(Data excerpts begins)
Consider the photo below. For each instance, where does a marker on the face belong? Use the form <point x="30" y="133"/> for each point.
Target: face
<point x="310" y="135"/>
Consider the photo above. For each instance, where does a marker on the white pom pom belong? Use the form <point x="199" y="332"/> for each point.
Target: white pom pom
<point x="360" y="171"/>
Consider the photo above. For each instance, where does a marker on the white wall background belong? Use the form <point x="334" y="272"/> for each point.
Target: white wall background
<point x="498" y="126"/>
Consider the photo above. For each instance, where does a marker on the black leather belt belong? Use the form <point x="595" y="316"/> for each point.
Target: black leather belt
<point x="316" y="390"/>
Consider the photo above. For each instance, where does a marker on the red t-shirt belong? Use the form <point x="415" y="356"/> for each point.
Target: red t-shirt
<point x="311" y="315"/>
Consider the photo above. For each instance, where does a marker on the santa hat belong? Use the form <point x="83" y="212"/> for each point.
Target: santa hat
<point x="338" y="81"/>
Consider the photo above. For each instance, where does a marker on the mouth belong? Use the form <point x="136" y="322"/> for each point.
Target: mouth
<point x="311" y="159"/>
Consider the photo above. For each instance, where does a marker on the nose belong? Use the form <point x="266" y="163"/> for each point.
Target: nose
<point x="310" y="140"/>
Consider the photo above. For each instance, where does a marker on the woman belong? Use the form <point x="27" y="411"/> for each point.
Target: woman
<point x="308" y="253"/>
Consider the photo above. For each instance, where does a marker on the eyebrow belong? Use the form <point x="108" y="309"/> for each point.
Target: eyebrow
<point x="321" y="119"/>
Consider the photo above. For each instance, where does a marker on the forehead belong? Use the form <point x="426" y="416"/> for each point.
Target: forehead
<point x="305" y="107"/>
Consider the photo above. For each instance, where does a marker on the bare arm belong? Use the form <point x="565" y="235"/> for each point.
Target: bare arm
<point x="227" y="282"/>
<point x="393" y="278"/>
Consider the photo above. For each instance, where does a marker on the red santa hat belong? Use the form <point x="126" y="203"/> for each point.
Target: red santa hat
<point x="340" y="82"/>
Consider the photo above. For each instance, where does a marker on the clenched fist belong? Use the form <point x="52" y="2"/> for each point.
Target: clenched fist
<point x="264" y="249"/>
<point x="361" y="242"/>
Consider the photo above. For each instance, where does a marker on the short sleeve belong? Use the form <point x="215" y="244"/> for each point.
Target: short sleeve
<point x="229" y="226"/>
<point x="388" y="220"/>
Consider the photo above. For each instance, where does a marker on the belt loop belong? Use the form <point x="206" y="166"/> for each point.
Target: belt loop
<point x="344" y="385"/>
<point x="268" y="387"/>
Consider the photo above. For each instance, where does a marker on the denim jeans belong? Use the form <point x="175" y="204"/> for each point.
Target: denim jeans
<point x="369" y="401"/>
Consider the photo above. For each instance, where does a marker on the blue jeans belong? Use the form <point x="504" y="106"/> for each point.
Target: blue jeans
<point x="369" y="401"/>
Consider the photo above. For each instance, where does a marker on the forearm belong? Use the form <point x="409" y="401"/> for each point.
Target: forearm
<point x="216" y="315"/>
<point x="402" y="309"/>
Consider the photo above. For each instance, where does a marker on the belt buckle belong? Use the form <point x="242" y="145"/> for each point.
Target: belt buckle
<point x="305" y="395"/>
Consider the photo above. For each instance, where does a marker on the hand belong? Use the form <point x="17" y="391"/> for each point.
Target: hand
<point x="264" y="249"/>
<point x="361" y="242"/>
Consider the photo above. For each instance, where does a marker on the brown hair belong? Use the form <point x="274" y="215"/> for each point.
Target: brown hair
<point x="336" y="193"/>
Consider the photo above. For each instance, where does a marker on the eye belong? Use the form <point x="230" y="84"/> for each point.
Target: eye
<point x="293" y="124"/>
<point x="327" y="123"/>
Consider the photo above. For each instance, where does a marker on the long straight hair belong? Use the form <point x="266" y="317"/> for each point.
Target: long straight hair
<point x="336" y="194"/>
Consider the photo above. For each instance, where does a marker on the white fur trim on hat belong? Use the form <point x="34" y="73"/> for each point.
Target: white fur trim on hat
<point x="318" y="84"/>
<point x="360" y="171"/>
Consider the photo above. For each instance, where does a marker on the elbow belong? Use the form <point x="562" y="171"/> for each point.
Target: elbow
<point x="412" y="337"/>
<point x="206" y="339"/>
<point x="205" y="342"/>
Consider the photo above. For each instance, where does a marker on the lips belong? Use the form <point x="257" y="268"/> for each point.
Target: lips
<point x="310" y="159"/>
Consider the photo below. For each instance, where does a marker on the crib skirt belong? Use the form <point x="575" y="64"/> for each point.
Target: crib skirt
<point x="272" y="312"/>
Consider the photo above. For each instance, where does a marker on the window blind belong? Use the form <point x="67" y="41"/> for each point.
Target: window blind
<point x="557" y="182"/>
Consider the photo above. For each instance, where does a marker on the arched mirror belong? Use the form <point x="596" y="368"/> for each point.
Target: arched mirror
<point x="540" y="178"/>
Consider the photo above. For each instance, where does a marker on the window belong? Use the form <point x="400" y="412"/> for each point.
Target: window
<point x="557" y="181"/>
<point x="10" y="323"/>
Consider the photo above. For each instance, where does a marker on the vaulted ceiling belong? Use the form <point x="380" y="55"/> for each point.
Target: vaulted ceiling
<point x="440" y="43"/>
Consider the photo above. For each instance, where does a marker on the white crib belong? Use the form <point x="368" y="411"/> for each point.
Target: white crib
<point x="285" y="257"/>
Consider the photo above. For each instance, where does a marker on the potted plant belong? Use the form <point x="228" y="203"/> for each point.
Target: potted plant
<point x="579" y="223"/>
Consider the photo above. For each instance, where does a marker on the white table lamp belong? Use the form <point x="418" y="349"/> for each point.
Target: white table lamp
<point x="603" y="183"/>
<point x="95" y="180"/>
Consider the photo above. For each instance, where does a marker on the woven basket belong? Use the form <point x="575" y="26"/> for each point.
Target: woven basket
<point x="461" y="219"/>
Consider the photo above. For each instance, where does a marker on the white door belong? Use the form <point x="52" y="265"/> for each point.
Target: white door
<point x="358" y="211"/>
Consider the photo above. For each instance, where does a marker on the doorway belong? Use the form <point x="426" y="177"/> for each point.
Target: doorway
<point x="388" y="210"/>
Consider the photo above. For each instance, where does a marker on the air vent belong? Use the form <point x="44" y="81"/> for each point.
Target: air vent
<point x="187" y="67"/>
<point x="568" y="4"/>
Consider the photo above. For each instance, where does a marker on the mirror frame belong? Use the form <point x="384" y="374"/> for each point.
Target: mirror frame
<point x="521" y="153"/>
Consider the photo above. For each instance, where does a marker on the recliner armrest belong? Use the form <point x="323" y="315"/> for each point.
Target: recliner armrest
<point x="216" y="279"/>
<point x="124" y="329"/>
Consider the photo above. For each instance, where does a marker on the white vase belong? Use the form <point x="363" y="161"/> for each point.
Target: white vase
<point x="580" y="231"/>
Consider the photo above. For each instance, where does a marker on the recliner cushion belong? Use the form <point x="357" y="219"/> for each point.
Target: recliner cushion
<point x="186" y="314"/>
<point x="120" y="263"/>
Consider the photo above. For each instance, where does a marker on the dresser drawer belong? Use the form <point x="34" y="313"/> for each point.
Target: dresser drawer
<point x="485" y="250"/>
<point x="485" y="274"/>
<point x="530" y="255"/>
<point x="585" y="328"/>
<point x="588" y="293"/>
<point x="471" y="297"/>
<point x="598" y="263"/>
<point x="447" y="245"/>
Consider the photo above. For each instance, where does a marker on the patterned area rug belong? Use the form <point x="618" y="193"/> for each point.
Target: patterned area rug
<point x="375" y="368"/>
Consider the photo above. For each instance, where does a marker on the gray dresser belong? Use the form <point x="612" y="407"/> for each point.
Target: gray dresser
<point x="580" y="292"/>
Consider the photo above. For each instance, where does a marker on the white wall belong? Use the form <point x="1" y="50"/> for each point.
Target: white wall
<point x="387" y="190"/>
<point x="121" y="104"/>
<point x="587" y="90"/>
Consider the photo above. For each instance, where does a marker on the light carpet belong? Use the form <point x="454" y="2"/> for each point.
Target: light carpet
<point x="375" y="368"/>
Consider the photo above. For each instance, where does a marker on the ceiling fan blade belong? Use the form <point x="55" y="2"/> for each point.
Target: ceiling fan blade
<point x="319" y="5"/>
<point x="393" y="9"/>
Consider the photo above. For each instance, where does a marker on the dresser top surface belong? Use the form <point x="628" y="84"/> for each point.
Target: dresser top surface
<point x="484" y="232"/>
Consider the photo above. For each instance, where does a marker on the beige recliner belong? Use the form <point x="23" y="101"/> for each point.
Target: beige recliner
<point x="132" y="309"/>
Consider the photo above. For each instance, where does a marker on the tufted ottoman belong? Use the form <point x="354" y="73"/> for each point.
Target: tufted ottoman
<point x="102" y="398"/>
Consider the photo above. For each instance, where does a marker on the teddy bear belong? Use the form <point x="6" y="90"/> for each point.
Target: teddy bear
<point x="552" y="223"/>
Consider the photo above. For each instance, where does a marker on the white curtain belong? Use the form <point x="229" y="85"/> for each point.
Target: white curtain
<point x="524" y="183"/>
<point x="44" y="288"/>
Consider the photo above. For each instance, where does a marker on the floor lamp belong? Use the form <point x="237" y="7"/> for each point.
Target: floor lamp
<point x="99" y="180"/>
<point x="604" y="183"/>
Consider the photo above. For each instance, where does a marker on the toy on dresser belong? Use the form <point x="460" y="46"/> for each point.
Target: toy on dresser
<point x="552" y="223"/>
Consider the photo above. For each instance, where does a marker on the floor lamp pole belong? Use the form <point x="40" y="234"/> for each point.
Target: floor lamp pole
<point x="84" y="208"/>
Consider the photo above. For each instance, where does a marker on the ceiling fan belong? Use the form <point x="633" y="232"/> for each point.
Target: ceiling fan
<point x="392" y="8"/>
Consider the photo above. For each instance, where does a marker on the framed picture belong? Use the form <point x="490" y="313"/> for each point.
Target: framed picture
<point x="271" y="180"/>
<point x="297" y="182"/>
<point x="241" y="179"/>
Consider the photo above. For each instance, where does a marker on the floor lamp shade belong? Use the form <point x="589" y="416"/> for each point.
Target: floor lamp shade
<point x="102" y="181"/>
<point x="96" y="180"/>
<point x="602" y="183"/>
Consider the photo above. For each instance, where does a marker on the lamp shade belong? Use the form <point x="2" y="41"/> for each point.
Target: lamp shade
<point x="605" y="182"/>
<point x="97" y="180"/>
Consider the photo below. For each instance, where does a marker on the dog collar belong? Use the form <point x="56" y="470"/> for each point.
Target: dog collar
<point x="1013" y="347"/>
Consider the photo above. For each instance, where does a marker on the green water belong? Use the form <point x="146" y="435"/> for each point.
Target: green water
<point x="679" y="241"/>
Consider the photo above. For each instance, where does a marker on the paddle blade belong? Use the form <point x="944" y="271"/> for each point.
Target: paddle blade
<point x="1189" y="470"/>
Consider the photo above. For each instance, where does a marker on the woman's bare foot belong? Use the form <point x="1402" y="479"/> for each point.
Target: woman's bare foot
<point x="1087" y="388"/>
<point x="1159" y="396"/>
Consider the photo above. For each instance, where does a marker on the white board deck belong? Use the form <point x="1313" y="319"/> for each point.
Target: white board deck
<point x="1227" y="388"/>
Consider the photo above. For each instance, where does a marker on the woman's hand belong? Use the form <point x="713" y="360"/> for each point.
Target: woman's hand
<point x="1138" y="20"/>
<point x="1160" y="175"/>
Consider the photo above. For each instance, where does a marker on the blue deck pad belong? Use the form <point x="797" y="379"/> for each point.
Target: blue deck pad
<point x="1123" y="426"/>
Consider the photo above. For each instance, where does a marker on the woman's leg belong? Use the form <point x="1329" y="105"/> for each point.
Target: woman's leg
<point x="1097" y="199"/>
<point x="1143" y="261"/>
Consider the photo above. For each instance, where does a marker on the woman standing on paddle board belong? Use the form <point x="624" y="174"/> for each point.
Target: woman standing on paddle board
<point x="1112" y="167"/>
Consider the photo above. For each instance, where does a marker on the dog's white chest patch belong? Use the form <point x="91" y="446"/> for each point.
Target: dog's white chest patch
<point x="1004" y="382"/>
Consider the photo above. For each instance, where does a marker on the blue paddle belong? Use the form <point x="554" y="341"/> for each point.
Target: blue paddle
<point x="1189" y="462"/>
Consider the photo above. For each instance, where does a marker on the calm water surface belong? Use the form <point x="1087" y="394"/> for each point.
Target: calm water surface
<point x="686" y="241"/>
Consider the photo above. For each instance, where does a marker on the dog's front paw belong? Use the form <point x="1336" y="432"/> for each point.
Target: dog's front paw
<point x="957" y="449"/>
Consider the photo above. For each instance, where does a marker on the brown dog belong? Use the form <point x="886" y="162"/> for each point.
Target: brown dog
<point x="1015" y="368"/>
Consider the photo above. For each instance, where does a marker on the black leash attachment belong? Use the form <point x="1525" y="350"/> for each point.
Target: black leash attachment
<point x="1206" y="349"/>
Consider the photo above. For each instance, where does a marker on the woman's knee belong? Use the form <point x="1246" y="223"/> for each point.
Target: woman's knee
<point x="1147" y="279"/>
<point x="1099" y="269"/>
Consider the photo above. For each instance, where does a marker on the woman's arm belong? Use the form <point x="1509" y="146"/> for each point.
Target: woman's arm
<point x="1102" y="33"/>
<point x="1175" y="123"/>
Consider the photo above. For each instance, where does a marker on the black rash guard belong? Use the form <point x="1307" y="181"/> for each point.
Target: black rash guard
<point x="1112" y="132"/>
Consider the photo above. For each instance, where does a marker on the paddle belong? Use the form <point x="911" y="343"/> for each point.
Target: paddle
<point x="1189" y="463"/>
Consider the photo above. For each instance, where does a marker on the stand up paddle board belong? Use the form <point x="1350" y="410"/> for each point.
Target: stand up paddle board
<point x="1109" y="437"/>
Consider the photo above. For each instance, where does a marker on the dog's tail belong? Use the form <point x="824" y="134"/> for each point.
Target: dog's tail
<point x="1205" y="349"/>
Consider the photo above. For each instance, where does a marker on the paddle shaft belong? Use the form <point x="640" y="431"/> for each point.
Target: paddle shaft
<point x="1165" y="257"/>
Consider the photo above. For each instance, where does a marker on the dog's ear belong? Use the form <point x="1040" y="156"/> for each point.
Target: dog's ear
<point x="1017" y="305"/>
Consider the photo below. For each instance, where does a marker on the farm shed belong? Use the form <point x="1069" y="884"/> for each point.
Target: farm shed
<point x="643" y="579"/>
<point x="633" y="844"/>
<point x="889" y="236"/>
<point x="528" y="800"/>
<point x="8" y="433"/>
(Data excerpts ends)
__Directions for this task__:
Filter the records above and return every line that holds the word "below".

__Final answer__:
Consider the photo below. For each instance, where does a marker on the face belong? Use the form <point x="30" y="133"/> for each point.
Consider the photo below. For each instance, where does a marker on the crib skirt belong? Use the form <point x="575" y="64"/> for each point.
Consider the photo below. For each instance, where does a marker on the dog collar belong? Use the form <point x="56" y="470"/> for each point.
Consider the photo below. For each instance, where does a marker on the farm shed belong? Use the form <point x="1069" y="884"/> for each point.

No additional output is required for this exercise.